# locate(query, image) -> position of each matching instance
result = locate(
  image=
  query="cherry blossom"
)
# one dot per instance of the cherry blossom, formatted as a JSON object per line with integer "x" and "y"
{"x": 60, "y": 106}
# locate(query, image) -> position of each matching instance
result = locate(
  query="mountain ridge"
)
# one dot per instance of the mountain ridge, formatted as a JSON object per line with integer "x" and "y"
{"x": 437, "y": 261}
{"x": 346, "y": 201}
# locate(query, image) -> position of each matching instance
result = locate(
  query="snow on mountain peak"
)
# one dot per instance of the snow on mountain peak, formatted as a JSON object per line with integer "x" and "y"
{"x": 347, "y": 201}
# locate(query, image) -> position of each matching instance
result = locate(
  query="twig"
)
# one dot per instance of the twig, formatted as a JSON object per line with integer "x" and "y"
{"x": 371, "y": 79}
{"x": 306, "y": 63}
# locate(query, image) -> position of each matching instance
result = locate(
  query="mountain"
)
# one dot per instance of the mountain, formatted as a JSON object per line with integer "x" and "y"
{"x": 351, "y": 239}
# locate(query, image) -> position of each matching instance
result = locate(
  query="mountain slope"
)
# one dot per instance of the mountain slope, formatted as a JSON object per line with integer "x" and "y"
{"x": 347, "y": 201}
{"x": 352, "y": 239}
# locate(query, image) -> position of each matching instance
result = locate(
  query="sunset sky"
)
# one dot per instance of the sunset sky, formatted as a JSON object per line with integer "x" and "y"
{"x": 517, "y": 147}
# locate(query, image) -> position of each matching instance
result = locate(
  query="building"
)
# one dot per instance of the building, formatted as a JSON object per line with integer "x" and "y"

- - -

Written request: Would you write down every record again, exactly?

Written response:
# locate(query, image) -> position of each matching instance
result = locate(
  image=
  query="cherry blossom"
)
# one dot per instance of the cherry blossom, formatted as a JSON object per line with integer "x" and "y"
{"x": 60, "y": 106}
# locate(query, image) -> position of each matching instance
result = locate(
  query="mountain ridge"
)
# one dot per instance of the mountain ridge, formatted as a JSON object per line with integer "x" and "y"
{"x": 437, "y": 261}
{"x": 346, "y": 201}
# locate(query, image) -> position of each matching instance
result = locate(
  query="snow on mountain peak"
)
# one dot per instance of the snow on mountain peak, formatted as a JSON object per line with integer "x" and "y"
{"x": 347, "y": 201}
# locate(query, image) -> position of each matching instance
result = locate(
  query="twig"
)
# one dot per instance of the twig, formatted as a JSON object per line with integer "x" and "y"
{"x": 371, "y": 79}
{"x": 306, "y": 63}
# locate(query, image) -> position of each matching instance
result = locate(
  query="mountain"
)
# one dot per instance of the mountain, formatted as a JSON object per line with integer "x" and "y"
{"x": 351, "y": 239}
# locate(query, image) -> position of each matching instance
result = locate(
  query="mountain slope"
)
# one dot per instance of the mountain slope, formatted as a JSON object per line with integer "x" and "y"
{"x": 347, "y": 201}
{"x": 352, "y": 239}
# locate(query, image) -> position of each matching instance
result = locate(
  query="sunset sky"
)
# one dot per instance of the sunset sky, formatted as a JSON object per line with integer "x" and "y"
{"x": 517, "y": 147}
# locate(query, image) -> position of each matching instance
result = locate(
  query="building"
)
# one dot per instance of the building, formatted as a JSON object per line with integer "x" and "y"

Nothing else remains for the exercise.